AUFGABEN
**1)** Beantworten Sie anhand des Interviewauszugs, wie viele Jahre die große Tochter von Mark Schiefermeier altersmäßig von seinem Sohn trennen.
**2)** Erklären Sie mit den Gründen aus dem Interviewauszug, warum Mark Schiefermeier bei seiner Tochter aus erster Ehe nicht in Karenz ging.
**3)** Schreiben Sie aus dem Interviewauszug den Abschnitt ab, der mit den Worten beginnt, die „COOL DAD: Herr“ enthalten, und mit „aber sehr wohl.“ endet.

COOL DAD: Herr Dr. Schiefermeier, sie sind bei Ihrer Tochter aus erster Ehe vor rund 20 Jahren nicht in Karenz gegangen, bei Ihren beiden Kindern aus zweiter Ehe, heute 13 und elf Jahre alt, dann aber schon. Was hat Sie dazu veranlasst?
Mark Schiefermeier: Natürlich hat sich die Gesellschaft weiterentwickelt in diesen sieben Jahren, die meine große Tochter von meinem Sohn altersmäßig trennen. Da war es einfach schon akzeptierter, dass auch Väter einmal zugunsten des Nachwuchses beruflich pausieren. Grundsätzlich war ich bei meiner großen Tochter beruflich aber einfach noch nicht so etabliert und hatte daher Sorge, dass ich karrieretechnisch nach der Babypause wieder von vorn anfangen müsste. Ausschlaggebend war aber sicher, dass meine erste Frau es nicht eingefordert hat, dass ich mich in dieser Weise einbringe, meine zweite Partnerin aber sehr wohl.

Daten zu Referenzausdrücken
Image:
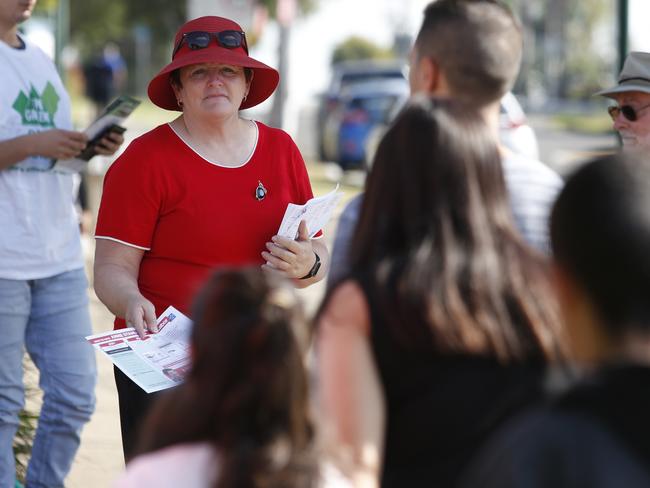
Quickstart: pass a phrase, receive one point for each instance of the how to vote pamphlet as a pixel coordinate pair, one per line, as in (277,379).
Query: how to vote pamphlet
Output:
(316,212)
(158,361)
(109,121)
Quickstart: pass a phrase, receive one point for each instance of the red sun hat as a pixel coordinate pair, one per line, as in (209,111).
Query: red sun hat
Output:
(264,82)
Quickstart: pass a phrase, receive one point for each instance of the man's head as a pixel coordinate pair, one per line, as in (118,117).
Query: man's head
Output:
(466,49)
(631,115)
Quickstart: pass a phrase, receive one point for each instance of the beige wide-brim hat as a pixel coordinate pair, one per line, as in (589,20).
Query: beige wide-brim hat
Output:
(635,76)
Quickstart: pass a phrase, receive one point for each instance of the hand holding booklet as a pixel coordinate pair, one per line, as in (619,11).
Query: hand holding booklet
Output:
(113,115)
(316,212)
(158,361)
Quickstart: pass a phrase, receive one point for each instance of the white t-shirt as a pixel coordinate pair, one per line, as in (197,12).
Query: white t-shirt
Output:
(193,466)
(39,230)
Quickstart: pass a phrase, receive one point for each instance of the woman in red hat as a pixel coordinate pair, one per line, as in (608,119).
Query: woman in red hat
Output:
(208,189)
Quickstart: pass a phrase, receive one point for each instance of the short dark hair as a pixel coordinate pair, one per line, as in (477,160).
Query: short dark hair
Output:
(476,43)
(600,235)
(437,242)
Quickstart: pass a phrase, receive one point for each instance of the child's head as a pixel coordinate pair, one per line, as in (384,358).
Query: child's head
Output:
(247,361)
(600,233)
(246,393)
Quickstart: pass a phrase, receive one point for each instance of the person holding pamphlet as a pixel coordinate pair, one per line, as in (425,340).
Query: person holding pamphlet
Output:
(43,300)
(208,189)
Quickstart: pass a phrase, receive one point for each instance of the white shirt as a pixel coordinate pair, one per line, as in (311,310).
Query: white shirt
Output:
(39,230)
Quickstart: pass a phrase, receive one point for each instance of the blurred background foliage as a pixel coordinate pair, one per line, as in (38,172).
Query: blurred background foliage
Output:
(569,49)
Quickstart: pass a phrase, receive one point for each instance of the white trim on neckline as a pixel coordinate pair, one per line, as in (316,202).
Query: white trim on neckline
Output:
(217,163)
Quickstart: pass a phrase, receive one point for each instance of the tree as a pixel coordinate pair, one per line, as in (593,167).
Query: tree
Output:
(355,48)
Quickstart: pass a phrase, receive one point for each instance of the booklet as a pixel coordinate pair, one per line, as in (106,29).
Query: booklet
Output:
(109,121)
(158,361)
(316,212)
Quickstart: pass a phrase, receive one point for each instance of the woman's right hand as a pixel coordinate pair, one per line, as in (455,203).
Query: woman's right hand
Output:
(141,315)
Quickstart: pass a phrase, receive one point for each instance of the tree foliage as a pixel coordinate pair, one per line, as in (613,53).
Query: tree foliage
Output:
(355,48)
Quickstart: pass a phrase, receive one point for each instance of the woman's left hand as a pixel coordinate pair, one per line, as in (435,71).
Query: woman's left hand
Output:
(291,258)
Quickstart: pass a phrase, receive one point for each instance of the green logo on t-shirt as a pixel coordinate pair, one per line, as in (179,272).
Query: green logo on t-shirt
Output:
(38,109)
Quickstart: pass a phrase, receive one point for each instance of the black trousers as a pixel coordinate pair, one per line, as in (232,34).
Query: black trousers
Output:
(135,403)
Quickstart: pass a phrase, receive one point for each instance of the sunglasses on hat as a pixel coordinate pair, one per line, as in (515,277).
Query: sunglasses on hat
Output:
(629,112)
(230,39)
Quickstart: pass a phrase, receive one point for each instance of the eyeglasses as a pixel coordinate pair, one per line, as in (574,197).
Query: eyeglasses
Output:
(629,112)
(229,39)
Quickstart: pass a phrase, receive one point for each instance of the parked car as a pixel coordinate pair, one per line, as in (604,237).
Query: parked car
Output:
(345,75)
(361,108)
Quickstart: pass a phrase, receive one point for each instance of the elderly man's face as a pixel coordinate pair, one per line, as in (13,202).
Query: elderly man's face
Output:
(635,134)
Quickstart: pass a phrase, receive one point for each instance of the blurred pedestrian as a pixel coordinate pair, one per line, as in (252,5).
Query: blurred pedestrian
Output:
(241,419)
(206,190)
(470,50)
(447,324)
(43,287)
(630,115)
(598,433)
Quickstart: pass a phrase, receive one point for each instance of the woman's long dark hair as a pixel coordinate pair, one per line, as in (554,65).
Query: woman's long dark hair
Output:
(246,393)
(437,241)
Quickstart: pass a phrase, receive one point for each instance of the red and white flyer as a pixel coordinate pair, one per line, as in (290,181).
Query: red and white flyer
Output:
(158,361)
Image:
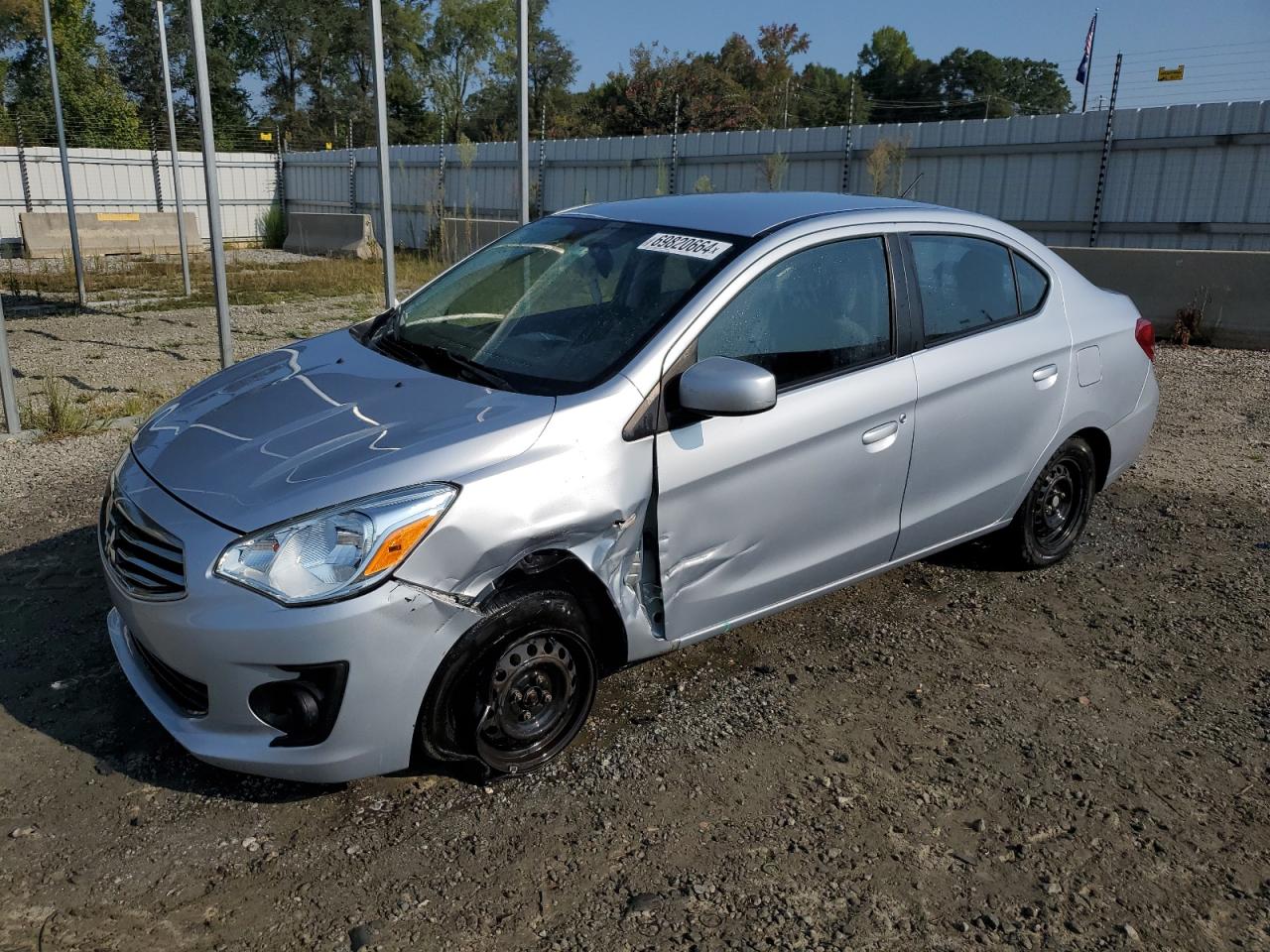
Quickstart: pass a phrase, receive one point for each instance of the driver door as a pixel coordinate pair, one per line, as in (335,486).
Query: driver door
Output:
(754,512)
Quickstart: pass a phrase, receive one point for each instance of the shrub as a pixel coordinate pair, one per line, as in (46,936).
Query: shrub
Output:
(1187,327)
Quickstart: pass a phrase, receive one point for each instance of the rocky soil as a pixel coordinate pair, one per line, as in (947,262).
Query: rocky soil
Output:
(947,757)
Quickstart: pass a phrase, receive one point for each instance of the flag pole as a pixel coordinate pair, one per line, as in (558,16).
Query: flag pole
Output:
(1088,70)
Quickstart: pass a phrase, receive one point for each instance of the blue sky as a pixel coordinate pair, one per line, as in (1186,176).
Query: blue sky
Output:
(1224,44)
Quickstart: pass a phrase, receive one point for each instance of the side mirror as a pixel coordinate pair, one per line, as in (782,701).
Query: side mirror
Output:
(722,386)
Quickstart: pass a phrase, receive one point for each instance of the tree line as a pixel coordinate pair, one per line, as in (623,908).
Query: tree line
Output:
(305,68)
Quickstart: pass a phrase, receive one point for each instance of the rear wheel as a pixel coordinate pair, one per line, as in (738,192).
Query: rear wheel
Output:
(518,687)
(1053,516)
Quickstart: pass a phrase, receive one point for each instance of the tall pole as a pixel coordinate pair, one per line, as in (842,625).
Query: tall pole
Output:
(1088,70)
(213,194)
(172,149)
(846,149)
(381,121)
(522,45)
(1096,223)
(62,148)
(7,393)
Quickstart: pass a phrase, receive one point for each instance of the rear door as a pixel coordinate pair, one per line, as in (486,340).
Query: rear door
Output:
(991,380)
(757,511)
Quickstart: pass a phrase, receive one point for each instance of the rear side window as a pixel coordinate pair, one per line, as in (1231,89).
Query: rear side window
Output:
(817,312)
(966,285)
(1032,285)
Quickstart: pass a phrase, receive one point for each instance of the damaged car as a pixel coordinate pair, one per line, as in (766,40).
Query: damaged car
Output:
(612,433)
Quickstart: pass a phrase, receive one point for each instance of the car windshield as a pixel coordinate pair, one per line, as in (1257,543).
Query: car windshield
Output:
(554,307)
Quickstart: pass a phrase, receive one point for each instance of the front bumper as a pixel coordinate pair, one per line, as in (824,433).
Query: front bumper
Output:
(232,640)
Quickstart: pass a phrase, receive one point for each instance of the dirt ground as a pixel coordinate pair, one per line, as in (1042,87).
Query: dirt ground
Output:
(947,757)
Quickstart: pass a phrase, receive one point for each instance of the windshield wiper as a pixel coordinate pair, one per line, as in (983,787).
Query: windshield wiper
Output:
(465,365)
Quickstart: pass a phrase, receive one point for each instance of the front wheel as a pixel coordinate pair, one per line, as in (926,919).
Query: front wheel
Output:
(520,687)
(1053,516)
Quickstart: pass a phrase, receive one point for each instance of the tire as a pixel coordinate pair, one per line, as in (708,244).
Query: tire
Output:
(1053,516)
(517,687)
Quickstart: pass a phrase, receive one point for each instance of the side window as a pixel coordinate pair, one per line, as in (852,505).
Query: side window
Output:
(1033,285)
(820,311)
(966,284)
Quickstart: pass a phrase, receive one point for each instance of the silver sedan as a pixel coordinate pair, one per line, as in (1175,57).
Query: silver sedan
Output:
(616,431)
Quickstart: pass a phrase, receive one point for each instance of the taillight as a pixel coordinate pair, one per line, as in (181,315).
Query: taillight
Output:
(1146,336)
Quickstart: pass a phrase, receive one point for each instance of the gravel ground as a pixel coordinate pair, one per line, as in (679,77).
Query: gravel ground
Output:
(943,758)
(117,352)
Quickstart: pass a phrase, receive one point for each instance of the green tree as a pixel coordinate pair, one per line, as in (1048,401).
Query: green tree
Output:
(825,96)
(553,68)
(906,86)
(95,108)
(979,82)
(462,40)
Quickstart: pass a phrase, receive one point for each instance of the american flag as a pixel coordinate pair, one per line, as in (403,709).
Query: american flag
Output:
(1082,71)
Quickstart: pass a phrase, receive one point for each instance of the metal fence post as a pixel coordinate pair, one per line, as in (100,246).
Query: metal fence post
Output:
(213,194)
(381,122)
(846,149)
(522,48)
(172,146)
(280,173)
(675,149)
(62,148)
(543,164)
(352,168)
(154,167)
(1096,223)
(22,164)
(8,397)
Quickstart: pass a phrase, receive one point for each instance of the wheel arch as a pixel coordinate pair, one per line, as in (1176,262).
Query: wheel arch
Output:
(1101,445)
(562,569)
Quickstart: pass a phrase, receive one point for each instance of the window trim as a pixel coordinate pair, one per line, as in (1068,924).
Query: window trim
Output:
(659,412)
(893,309)
(919,307)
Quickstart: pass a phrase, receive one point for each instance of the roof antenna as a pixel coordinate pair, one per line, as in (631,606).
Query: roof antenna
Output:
(905,193)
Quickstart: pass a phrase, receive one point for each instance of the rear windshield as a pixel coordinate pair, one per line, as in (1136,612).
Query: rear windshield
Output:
(554,307)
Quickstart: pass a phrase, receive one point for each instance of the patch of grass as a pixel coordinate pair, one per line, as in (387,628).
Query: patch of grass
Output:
(272,226)
(249,282)
(63,414)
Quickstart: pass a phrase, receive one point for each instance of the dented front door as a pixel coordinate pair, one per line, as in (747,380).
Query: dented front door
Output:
(757,511)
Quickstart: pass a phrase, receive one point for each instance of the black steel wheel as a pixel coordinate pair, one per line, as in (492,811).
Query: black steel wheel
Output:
(536,698)
(1057,508)
(517,688)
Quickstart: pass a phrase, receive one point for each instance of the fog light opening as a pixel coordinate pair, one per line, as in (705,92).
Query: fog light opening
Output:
(303,708)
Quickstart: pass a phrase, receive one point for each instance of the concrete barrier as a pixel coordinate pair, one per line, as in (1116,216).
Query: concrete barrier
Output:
(1161,281)
(49,234)
(330,234)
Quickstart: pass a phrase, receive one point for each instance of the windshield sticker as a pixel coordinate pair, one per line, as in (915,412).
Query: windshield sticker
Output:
(706,249)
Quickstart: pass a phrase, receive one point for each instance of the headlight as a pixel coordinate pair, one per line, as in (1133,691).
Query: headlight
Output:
(338,551)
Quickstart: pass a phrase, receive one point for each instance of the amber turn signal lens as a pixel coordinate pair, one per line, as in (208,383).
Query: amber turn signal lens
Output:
(398,544)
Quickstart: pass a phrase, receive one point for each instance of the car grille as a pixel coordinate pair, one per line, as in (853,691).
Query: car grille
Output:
(186,693)
(148,561)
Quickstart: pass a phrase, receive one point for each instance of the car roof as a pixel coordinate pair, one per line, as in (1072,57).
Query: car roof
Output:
(748,213)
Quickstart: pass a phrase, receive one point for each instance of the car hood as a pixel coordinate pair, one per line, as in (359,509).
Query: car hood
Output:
(322,421)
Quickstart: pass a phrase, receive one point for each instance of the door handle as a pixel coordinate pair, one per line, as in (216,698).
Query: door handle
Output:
(1043,373)
(879,433)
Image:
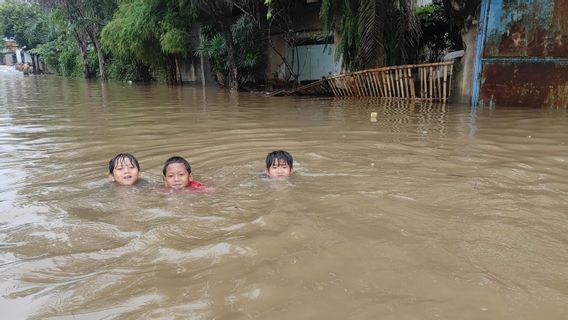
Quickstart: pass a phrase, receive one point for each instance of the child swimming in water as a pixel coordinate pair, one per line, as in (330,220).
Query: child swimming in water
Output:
(124,169)
(177,175)
(279,164)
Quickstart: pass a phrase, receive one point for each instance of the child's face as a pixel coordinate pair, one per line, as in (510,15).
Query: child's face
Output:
(177,177)
(125,172)
(279,169)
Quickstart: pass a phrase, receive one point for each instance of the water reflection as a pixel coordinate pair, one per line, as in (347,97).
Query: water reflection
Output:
(431,211)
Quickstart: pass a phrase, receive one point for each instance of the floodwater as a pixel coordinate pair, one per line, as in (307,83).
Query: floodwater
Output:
(425,211)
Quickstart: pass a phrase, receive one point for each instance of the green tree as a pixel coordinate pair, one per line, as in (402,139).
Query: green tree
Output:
(153,33)
(438,35)
(85,19)
(373,32)
(219,14)
(23,22)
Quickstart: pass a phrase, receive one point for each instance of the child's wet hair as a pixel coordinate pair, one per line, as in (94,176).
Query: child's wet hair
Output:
(278,156)
(120,158)
(176,159)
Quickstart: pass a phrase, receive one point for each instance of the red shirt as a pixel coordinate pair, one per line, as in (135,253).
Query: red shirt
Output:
(195,184)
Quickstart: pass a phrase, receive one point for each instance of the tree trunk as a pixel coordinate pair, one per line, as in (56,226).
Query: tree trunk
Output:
(171,73)
(84,56)
(100,54)
(231,57)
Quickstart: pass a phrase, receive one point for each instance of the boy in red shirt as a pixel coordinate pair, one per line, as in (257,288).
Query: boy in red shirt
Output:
(177,175)
(279,164)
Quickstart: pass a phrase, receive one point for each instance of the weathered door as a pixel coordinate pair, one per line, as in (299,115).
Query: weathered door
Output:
(313,61)
(522,54)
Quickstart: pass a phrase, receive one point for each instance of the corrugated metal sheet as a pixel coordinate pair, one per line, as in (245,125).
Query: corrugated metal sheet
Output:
(523,58)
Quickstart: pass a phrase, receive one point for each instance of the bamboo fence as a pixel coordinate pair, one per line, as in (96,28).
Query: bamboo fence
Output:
(431,81)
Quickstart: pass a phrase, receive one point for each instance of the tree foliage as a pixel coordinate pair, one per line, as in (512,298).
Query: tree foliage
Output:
(373,33)
(438,35)
(152,33)
(23,22)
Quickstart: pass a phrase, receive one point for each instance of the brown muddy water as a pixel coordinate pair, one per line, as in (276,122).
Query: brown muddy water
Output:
(424,212)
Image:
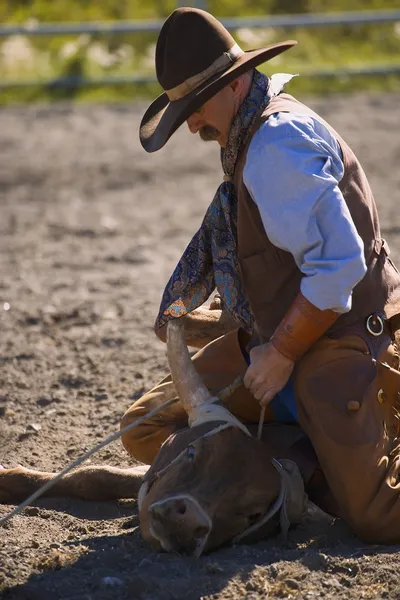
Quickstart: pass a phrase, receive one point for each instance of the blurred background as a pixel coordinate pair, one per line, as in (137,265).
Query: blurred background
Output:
(104,50)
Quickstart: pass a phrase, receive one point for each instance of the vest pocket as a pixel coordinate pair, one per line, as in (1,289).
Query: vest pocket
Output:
(271,279)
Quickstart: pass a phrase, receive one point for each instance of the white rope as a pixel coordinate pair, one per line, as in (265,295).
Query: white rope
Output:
(261,421)
(225,393)
(81,459)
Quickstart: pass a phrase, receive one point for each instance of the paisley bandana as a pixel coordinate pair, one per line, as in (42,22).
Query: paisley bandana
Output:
(210,260)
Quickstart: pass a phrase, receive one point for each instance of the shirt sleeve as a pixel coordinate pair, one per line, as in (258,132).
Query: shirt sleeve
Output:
(292,171)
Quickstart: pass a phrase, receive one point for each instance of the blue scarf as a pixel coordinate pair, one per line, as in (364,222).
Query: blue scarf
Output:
(210,260)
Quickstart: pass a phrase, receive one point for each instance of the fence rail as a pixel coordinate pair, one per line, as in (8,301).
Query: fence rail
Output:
(121,27)
(303,20)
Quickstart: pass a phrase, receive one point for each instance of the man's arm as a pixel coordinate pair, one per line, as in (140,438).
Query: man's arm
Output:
(292,172)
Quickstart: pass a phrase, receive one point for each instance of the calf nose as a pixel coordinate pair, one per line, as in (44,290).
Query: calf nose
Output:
(180,524)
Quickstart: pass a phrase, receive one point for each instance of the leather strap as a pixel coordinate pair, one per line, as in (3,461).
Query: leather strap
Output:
(301,327)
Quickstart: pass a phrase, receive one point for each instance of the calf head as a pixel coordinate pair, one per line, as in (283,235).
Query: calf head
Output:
(214,482)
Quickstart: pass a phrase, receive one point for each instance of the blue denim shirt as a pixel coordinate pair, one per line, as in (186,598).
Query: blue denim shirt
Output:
(292,171)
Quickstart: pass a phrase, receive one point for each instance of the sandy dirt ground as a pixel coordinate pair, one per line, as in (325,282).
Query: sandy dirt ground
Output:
(91,227)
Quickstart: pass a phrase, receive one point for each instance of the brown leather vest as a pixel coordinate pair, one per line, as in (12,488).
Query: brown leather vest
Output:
(270,275)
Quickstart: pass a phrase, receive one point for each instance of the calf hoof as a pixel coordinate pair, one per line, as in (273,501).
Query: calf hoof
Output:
(13,485)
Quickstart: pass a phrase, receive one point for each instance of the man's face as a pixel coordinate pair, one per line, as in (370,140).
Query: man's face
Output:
(213,120)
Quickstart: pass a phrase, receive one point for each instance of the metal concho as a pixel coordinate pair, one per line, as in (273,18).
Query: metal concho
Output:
(375,325)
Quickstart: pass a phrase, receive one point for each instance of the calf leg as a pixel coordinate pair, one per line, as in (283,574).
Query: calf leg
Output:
(218,363)
(89,483)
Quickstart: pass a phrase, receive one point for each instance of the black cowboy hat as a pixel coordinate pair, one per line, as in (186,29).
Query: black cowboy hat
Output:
(195,58)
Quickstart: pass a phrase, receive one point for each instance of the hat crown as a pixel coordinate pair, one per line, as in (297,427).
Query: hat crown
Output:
(189,42)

LÖSUNGEN
**1)** Sieben Jahre.

**2)** Er war damals beruflich noch nicht so etabliert und fürchtete, nach der Babypause karrieretechnisch wieder von vorn anfangen zu müssen. Ausschlaggebend war aber, dass seine erste Frau diese Art von Einsatz nicht von ihm eingefordert hat.

**3)**
COOL DAD: Herr Dr. Schiefermeier, sie sind bei Ihrer Tochter aus erster Ehe vor rund 20 Jahren nicht in Karenz gegangen, bei Ihren beiden Kindern aus zweiter Ehe, heute 13 und elf Jahre alt, dann aber schon. Was hat Sie dazu veranlasst?
Mark Schiefermeier: Natürlich hat sich die Gesellschaft weiterentwickelt in diesen sieben Jahren, die meine große Tochter von meinem Sohn altersmäßig trennen. Da war es einfach schon akzeptierter, dass auch Väter einmal zugunsten des Nachwuchses beruflich pausieren. Grundsätzlich war ich bei meiner großen Tochter beruflich aber einfach noch nicht so etabliert und hatte daher Sorge, dass ich karrieretechnisch nach der Babypause wieder von vorn anfangen müsste. Ausschlaggebend war aber sicher, dass meine erste Frau es nicht eingefordert hat, dass ich mich in dieser Weise einbringe, meine zweite Partnerin aber sehr wohl.